### [Task input]
= Beginning of Section =
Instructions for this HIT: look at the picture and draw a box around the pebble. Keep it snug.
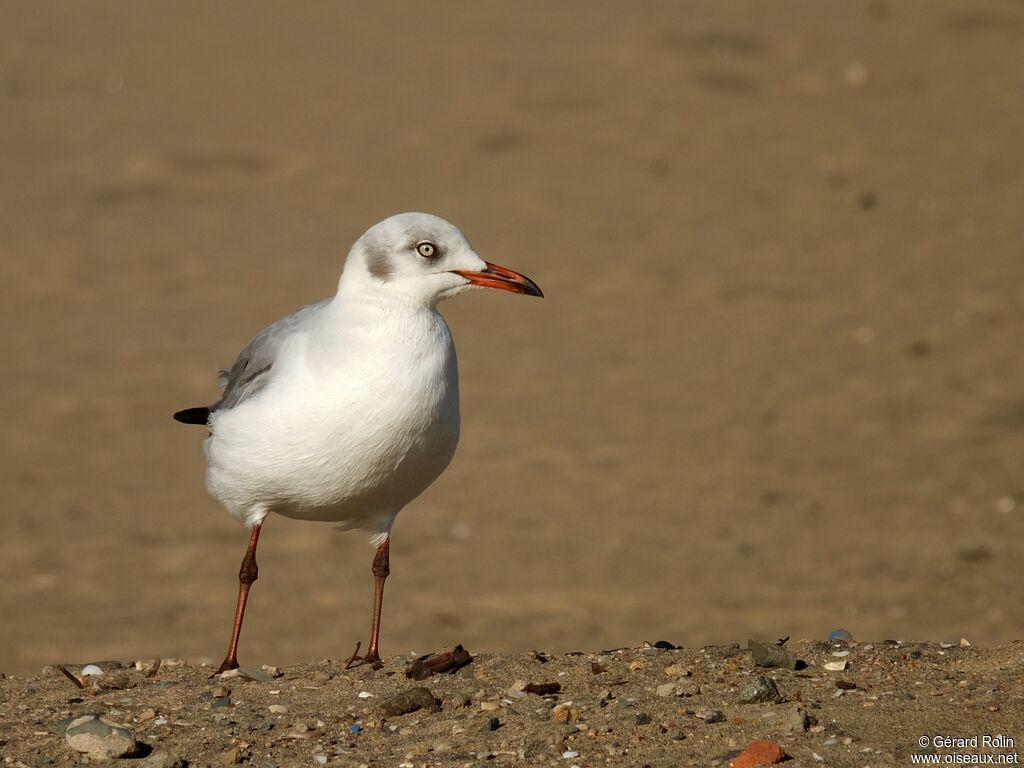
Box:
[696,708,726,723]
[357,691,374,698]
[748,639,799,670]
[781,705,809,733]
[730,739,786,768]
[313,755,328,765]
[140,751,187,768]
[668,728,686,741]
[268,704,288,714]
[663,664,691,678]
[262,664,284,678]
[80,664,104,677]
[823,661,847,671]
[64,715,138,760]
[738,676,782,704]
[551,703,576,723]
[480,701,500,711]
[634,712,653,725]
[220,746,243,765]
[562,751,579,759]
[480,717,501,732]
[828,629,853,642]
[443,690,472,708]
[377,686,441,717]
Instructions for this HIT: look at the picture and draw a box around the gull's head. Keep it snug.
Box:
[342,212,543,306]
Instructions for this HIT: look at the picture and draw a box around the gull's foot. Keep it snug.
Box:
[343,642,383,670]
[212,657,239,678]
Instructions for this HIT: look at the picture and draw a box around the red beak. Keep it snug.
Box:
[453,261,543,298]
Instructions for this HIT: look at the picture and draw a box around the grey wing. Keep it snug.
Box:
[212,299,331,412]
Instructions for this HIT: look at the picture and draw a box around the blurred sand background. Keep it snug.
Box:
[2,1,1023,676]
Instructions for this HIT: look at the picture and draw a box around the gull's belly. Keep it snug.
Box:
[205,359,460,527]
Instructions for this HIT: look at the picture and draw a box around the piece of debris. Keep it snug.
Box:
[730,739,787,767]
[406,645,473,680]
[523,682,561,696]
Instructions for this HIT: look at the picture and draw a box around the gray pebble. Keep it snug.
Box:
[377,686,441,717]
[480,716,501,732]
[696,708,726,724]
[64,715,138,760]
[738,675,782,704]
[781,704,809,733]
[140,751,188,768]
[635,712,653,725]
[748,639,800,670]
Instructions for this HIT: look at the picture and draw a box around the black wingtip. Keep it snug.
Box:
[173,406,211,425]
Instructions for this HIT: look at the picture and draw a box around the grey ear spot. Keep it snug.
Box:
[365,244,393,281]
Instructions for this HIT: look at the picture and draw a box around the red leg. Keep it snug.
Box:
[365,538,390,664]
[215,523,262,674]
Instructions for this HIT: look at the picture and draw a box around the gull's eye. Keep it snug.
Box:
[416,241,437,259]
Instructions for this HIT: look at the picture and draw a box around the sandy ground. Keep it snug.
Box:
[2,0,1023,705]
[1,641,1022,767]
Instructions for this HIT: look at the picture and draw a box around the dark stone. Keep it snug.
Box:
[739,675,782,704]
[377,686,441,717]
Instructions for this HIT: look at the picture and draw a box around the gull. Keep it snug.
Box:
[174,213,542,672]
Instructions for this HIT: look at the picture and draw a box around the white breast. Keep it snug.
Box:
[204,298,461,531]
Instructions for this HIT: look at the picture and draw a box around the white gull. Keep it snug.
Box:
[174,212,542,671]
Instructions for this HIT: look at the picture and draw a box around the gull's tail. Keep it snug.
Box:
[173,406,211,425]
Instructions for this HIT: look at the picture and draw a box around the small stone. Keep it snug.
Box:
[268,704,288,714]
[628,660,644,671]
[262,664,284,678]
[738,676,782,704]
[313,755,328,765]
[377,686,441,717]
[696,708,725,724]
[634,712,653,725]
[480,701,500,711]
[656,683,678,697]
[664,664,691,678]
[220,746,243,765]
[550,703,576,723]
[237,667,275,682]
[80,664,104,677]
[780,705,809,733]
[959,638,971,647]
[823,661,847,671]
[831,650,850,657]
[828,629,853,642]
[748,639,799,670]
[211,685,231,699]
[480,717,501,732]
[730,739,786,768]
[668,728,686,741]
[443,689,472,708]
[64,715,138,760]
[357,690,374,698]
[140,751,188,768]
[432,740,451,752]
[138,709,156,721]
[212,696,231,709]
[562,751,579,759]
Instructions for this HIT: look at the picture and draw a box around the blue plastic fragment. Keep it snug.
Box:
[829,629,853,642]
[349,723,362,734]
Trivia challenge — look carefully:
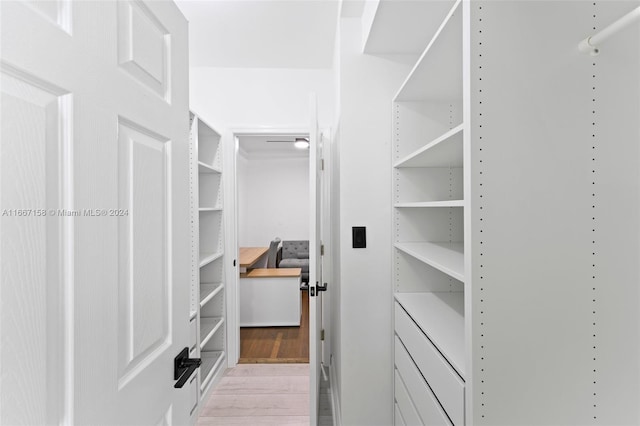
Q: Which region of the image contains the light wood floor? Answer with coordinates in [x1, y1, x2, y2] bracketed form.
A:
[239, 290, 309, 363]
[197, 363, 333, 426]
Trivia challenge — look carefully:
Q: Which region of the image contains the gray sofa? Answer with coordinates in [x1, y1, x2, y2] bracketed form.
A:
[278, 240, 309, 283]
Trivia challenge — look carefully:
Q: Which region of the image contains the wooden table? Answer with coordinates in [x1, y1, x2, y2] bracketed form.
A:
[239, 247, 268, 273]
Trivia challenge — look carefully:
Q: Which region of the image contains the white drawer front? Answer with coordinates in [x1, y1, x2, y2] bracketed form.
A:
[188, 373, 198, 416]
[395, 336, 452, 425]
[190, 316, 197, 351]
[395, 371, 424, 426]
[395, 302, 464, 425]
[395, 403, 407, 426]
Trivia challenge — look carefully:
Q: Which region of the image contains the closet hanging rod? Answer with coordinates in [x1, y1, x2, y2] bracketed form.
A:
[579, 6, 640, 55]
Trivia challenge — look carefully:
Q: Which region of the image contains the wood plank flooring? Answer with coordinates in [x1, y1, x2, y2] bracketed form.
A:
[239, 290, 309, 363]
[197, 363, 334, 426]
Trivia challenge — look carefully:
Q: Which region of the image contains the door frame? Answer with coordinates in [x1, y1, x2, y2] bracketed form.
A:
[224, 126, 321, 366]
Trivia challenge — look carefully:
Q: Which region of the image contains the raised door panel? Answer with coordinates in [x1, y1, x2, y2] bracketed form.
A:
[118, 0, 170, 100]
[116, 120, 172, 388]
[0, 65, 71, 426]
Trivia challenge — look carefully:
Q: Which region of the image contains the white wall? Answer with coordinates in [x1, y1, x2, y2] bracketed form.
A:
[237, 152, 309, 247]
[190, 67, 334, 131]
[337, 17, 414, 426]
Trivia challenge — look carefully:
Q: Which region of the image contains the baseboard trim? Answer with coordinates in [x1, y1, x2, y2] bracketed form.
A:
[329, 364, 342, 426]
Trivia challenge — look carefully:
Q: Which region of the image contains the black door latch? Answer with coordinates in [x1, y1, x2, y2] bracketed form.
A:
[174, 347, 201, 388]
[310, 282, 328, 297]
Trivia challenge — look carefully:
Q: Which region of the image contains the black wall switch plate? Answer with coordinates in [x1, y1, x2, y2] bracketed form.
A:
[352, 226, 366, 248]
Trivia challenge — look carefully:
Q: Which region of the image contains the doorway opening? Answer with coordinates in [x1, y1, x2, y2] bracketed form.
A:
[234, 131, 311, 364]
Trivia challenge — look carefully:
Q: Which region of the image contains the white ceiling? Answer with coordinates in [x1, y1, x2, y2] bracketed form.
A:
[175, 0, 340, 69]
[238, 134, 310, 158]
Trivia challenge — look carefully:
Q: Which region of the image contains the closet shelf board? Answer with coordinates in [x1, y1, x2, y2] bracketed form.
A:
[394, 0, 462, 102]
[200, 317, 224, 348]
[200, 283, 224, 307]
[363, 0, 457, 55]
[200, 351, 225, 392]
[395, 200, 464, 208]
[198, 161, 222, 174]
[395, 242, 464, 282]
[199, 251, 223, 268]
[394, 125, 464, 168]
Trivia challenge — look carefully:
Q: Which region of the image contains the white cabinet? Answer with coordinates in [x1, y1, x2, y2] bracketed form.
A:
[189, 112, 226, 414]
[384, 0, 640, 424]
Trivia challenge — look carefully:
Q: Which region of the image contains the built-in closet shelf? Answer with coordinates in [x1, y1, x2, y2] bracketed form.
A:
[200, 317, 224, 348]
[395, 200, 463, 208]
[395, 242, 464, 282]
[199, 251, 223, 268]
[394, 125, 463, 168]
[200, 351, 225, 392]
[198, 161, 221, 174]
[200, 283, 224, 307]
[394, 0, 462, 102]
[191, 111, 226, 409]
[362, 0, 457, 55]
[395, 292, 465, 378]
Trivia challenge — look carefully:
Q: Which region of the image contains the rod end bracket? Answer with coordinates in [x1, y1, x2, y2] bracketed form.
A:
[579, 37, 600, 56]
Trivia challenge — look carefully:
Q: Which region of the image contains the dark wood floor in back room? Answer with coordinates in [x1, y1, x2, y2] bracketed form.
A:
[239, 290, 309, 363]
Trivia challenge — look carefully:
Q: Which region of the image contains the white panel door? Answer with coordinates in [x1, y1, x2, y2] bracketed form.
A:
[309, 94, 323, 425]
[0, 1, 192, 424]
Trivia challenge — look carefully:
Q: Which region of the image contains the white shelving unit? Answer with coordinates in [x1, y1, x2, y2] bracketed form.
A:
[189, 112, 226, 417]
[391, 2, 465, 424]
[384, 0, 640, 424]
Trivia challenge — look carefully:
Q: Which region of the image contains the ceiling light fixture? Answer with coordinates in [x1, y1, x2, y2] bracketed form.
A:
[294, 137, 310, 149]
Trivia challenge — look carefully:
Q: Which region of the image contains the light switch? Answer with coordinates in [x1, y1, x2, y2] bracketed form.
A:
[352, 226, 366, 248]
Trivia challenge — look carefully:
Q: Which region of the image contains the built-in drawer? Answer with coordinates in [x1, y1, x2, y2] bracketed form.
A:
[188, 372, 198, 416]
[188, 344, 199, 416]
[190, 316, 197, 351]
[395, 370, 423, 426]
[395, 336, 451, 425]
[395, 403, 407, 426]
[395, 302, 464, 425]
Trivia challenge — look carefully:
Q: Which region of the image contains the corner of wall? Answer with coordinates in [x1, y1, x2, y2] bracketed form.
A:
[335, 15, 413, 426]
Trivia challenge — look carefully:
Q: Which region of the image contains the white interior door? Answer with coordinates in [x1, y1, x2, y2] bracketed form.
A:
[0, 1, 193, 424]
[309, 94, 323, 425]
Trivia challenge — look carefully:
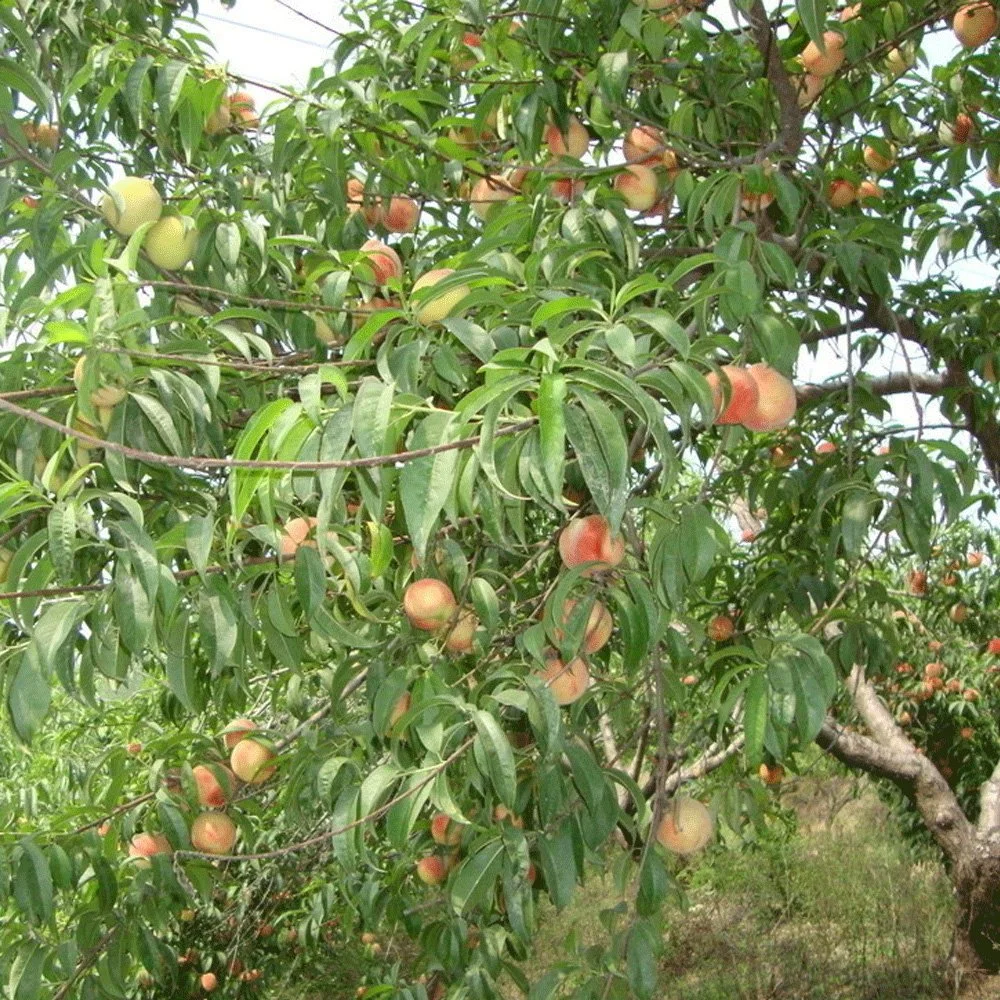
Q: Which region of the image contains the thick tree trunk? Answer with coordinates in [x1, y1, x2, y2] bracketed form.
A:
= End of Section =
### [Exercise directions]
Go through the material above and return each line that holds the word "panel".

### [Answer for the task]
Q: Which region of the image contains the raised door panel? Answer with coordinates in [x1, y1, x2, y2] bracketed form.
Q: Which region of the image contains the white panel door? Answer with coordinates in [x1, y1, x2, y2] bracketed form.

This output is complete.